■ **MATERIAL**:
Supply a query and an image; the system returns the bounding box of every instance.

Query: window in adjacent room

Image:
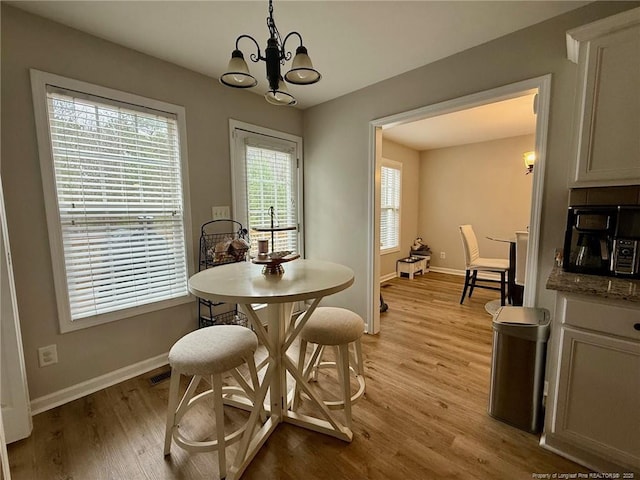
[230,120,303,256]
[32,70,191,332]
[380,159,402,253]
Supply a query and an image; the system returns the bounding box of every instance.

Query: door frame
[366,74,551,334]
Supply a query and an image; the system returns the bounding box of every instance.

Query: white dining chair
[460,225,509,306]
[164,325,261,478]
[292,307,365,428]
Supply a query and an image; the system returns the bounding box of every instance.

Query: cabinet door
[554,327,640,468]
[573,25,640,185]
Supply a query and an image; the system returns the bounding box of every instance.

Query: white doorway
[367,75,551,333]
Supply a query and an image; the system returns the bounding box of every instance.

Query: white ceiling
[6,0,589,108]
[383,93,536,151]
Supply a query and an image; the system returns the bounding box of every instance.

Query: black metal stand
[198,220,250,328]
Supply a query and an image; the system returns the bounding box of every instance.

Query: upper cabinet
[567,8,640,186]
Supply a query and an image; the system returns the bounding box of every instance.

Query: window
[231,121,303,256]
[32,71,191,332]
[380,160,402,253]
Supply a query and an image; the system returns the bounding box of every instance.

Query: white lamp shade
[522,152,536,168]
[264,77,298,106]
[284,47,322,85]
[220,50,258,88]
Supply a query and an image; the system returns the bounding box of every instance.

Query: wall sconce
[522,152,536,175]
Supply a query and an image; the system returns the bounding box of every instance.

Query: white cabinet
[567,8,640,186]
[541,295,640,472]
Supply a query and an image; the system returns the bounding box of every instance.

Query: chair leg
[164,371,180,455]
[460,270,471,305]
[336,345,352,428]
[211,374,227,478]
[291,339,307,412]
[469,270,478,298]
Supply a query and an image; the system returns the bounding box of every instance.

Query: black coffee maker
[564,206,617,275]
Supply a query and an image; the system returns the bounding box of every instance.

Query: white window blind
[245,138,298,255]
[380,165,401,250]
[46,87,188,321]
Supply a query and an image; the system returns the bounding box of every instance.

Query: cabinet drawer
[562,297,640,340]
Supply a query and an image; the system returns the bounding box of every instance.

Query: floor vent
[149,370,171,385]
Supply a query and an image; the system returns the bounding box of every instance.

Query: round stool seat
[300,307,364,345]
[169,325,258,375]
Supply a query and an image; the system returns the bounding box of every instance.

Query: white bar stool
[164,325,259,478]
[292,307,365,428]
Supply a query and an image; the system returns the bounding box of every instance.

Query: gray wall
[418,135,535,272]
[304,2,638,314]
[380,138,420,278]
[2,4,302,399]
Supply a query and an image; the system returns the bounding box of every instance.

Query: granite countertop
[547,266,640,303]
---
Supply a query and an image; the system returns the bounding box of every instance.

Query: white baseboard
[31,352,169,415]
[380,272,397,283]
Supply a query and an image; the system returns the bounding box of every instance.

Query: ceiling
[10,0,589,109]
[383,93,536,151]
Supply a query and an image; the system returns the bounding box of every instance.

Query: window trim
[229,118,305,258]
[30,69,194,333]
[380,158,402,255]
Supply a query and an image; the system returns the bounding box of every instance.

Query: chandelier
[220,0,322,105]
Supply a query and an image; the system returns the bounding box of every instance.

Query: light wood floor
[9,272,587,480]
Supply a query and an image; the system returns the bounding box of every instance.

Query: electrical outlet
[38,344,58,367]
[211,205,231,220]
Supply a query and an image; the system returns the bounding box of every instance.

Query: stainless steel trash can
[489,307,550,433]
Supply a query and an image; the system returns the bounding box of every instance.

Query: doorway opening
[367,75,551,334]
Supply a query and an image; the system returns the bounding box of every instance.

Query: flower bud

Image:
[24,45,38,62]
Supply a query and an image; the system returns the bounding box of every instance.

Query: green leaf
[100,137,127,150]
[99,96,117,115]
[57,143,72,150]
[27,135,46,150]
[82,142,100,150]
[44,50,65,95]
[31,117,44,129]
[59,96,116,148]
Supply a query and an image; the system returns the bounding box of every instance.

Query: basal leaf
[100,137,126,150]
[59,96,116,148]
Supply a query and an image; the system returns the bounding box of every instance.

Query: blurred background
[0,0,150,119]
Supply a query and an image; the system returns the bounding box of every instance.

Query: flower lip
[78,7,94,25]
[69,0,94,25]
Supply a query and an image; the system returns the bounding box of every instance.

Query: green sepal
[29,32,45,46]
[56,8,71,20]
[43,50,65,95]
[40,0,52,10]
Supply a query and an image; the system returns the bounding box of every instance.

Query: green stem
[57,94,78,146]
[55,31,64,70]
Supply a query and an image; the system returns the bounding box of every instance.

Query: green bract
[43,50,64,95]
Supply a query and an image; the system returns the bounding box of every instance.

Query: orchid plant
==
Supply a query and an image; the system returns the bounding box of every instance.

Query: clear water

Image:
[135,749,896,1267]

■ **DIRECTIONS FOR THIS TASK**: Filter the records above and copy out each line that contains the string "stool", matching case exactly.

■ **COMPLETE ANSWER**:
Query: round stool seat
Query: white bar stool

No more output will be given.